-- Exercise directions --
From the records, pick out and copy each line containing "steel".

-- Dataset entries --
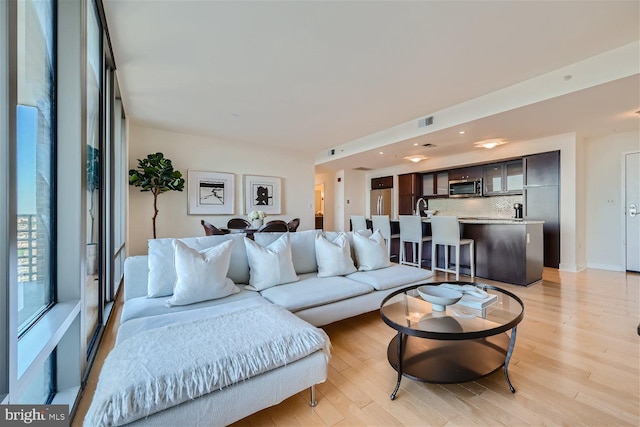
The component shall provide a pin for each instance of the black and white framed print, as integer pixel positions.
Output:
(262, 193)
(210, 193)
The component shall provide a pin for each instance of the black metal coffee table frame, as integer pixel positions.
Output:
(451, 357)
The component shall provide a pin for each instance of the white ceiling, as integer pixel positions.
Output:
(310, 75)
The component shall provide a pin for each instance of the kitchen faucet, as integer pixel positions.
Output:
(426, 205)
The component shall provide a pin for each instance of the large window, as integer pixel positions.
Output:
(94, 282)
(60, 243)
(36, 156)
(35, 184)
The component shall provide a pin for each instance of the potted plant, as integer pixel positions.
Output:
(155, 174)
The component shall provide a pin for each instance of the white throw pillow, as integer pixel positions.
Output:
(201, 275)
(271, 265)
(162, 270)
(334, 258)
(371, 252)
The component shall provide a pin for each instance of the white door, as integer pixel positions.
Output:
(632, 210)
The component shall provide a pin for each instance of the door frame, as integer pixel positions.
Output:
(623, 198)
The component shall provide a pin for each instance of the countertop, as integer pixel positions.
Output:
(485, 220)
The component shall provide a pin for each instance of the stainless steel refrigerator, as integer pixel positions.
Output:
(381, 202)
(542, 200)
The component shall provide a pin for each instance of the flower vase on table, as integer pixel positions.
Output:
(256, 218)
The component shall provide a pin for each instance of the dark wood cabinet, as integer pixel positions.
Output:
(435, 184)
(503, 178)
(382, 182)
(409, 191)
(471, 172)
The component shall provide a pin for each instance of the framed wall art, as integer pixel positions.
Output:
(262, 193)
(210, 193)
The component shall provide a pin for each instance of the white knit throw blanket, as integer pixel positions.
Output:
(166, 366)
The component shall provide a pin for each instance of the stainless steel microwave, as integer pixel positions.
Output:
(465, 188)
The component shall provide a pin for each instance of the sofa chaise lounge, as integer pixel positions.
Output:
(315, 301)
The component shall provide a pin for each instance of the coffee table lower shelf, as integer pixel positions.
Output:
(449, 361)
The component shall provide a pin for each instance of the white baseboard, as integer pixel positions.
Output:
(571, 268)
(610, 267)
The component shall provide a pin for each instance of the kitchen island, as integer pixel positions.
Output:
(506, 250)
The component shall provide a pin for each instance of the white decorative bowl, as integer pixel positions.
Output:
(439, 297)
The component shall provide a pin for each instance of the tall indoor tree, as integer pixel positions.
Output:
(155, 174)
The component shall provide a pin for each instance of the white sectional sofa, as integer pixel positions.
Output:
(316, 300)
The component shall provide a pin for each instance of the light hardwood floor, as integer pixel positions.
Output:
(576, 362)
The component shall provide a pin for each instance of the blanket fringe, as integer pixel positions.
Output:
(195, 378)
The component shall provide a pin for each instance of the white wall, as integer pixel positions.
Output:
(329, 180)
(604, 187)
(207, 154)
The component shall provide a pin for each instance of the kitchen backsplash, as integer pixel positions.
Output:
(491, 207)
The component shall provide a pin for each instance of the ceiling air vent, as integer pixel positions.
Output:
(425, 122)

-- Exercise output --
The component shall provide a pin for each instance of the stainless steel refrigerator, as integer pixel positions.
The component shall provide a pin for each instance of the stainless steel microwave, as integer pixel positions.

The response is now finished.